### [Work instructions]
All entries must be repeated exactly; do not include the pictures.

### [Provided entries]

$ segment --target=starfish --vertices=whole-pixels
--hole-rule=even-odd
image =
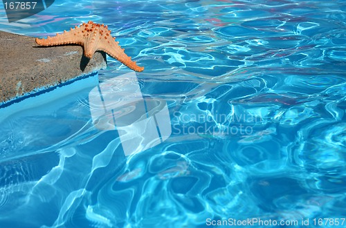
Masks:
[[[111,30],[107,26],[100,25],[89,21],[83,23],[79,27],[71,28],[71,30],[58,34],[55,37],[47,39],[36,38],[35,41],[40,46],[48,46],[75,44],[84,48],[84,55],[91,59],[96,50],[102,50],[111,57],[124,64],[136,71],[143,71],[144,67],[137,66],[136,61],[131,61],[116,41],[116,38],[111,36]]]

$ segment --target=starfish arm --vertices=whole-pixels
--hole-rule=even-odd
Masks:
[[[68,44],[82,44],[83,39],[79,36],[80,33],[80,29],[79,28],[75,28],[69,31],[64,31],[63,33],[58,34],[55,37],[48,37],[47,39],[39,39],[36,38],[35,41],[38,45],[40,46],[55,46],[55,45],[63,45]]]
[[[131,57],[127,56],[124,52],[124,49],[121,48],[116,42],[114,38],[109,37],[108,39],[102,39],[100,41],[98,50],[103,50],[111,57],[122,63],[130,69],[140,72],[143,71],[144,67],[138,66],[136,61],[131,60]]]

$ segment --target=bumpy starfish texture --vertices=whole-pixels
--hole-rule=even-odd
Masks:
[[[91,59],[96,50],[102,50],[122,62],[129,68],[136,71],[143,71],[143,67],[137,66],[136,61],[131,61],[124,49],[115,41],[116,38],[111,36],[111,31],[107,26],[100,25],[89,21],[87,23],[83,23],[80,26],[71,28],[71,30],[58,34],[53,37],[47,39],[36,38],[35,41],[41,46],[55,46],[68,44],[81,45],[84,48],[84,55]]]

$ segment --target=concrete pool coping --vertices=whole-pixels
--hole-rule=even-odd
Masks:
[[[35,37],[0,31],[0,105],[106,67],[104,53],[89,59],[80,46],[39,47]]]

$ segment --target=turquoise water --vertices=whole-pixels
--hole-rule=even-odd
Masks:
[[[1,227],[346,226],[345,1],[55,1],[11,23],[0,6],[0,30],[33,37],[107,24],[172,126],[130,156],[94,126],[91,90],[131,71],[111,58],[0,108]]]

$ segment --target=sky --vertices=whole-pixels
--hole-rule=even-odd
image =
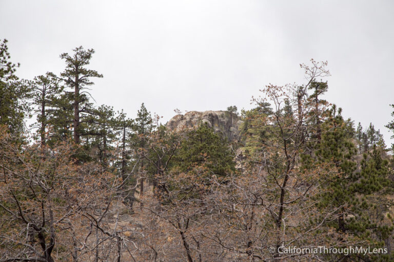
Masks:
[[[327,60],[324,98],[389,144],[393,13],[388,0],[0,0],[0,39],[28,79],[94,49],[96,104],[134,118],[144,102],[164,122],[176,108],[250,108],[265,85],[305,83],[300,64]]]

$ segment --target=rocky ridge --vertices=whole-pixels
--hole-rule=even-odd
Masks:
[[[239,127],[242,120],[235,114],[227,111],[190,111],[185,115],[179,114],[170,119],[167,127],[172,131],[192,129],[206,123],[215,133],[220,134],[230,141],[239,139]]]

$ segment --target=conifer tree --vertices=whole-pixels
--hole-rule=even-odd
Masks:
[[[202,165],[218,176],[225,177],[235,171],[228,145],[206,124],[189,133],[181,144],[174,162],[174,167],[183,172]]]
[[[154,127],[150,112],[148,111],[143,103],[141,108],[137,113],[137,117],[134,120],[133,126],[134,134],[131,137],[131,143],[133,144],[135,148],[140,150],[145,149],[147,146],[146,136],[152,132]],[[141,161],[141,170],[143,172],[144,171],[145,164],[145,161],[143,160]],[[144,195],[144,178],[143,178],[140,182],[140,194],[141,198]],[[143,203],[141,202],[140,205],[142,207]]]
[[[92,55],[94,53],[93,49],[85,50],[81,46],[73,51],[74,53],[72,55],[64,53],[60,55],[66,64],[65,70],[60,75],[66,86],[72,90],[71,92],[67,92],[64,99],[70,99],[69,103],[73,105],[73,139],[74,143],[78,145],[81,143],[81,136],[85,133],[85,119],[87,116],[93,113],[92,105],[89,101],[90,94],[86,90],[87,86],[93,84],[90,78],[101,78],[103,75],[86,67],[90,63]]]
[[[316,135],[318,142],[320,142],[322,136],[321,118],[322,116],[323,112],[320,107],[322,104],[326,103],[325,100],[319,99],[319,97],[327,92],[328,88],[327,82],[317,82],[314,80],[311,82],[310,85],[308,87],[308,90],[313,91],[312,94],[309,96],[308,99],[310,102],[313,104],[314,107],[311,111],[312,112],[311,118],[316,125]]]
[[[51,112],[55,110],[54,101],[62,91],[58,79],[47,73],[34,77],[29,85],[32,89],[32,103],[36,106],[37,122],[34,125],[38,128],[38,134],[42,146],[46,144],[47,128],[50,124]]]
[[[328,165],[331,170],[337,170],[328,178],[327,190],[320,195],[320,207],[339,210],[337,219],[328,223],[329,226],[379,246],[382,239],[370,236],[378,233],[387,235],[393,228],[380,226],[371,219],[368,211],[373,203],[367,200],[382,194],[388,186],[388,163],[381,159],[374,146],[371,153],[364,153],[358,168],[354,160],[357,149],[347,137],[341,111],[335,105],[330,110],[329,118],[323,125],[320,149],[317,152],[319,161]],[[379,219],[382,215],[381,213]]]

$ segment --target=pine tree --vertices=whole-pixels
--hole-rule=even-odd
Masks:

### [Completed task]
$ segment --target=starfish --vertices=whole-pixels
--hole-rule=even-odd
image =
Masks:
[[[111,30],[107,26],[100,25],[89,21],[83,23],[79,27],[71,28],[71,30],[58,34],[55,37],[47,39],[36,38],[35,41],[40,46],[48,46],[75,44],[84,48],[84,55],[91,59],[96,50],[102,50],[111,57],[124,64],[136,71],[143,71],[144,67],[137,66],[136,61],[131,61],[116,41],[116,38],[111,36]]]

$ segment --target=starfish arm --vertices=whole-pixels
--hole-rule=even-odd
Masks:
[[[68,44],[82,44],[83,39],[79,36],[80,33],[80,29],[79,28],[75,28],[69,31],[64,31],[63,33],[58,34],[55,37],[48,37],[47,39],[39,39],[36,38],[35,41],[38,45],[40,46],[55,46],[55,45],[63,45]]]
[[[131,57],[127,56],[124,52],[124,49],[121,48],[116,42],[114,38],[109,37],[108,39],[102,39],[100,41],[98,50],[103,50],[111,57],[122,63],[130,69],[140,72],[143,71],[144,67],[138,66],[136,61],[131,60]]]

$ segment --target=bumpy starfish texture --vertices=whole-pixels
--hole-rule=even-odd
Masks:
[[[91,59],[96,50],[102,50],[122,62],[129,68],[136,71],[143,71],[143,67],[137,66],[136,61],[131,61],[124,49],[115,41],[116,38],[111,36],[111,31],[107,26],[100,25],[89,21],[87,23],[83,23],[80,26],[71,28],[71,30],[58,34],[53,37],[47,39],[36,38],[35,41],[41,46],[55,46],[68,44],[81,45],[84,48],[84,55]]]

$ segment --target=concrete pool coping --vertices=whole-pixels
--hole-rule=even-odd
Masks:
[[[35,37],[0,31],[0,105],[106,67],[104,53],[89,59],[80,46],[39,47]]]

$ segment --target=turquoise water --vertices=whole-pixels
--hole-rule=even-odd
Masks:
[[[1,227],[346,226],[345,1],[55,1],[11,23],[0,6],[0,30],[33,37],[107,24],[172,126],[130,156],[94,126],[91,90],[131,71],[111,58],[0,108]]]

$ segment --target=sky --vertices=whole-pixels
--hole-rule=even-odd
image =
Masks:
[[[327,60],[324,98],[389,144],[393,13],[388,0],[0,0],[0,39],[28,79],[94,49],[96,104],[134,118],[144,102],[164,122],[176,108],[250,108],[265,85],[305,83],[300,64]]]

$ segment --target=rocky ridge --vertices=whole-pixels
--hole-rule=even-odd
Masks:
[[[239,127],[242,120],[235,114],[227,111],[190,111],[185,115],[179,114],[170,119],[167,127],[172,131],[192,129],[206,123],[215,133],[220,134],[230,141],[239,139]]]

$ segment --target=conifer tree --vertices=whole-pixels
--hole-rule=even-odd
Masks:
[[[202,165],[218,176],[225,177],[235,171],[228,145],[206,124],[189,133],[181,144],[174,162],[174,167],[183,172]]]
[[[154,127],[150,112],[148,111],[143,103],[141,108],[137,113],[137,117],[134,120],[133,126],[134,134],[131,137],[131,143],[133,144],[135,148],[140,150],[145,149],[147,146],[146,136],[152,132]],[[141,161],[141,170],[143,172],[144,171],[145,164],[145,161],[143,160]],[[144,195],[144,178],[143,178],[140,182],[140,194],[141,198]],[[143,203],[141,202],[140,205],[142,207]]]
[[[92,55],[94,53],[93,49],[85,50],[81,46],[73,51],[74,53],[72,55],[64,53],[60,55],[66,64],[65,70],[60,75],[66,86],[72,90],[71,92],[67,92],[64,99],[70,99],[69,103],[73,105],[73,139],[74,143],[78,145],[81,143],[81,136],[85,133],[85,119],[87,116],[93,113],[92,105],[89,101],[90,94],[86,90],[87,86],[93,84],[90,78],[101,78],[103,75],[86,67],[90,63]]]
[[[316,135],[318,142],[320,142],[322,136],[321,118],[322,116],[323,112],[320,107],[322,104],[326,103],[325,100],[319,99],[319,97],[327,92],[328,88],[327,82],[317,82],[314,80],[311,82],[310,85],[308,87],[308,90],[313,91],[312,94],[309,96],[308,99],[310,102],[313,104],[314,107],[311,111],[312,112],[311,118],[316,125]]]
[[[51,112],[55,110],[54,101],[62,91],[58,79],[47,73],[34,77],[29,85],[32,89],[32,103],[36,106],[37,122],[34,125],[38,128],[38,134],[42,146],[46,144],[47,128],[50,124]]]
[[[328,165],[331,170],[337,170],[328,178],[327,190],[320,195],[320,207],[339,210],[337,219],[328,223],[329,226],[379,246],[382,239],[370,236],[378,233],[387,235],[393,228],[380,226],[371,219],[368,211],[373,203],[367,200],[382,194],[388,186],[388,163],[381,159],[374,146],[371,153],[364,153],[358,168],[354,160],[357,149],[347,137],[341,111],[335,105],[330,110],[329,118],[323,125],[320,149],[317,152],[319,161]],[[379,219],[382,215],[381,213]]]

$ segment --target=pine tree --vertices=whole-pixels
--hole-rule=even-odd
Masks:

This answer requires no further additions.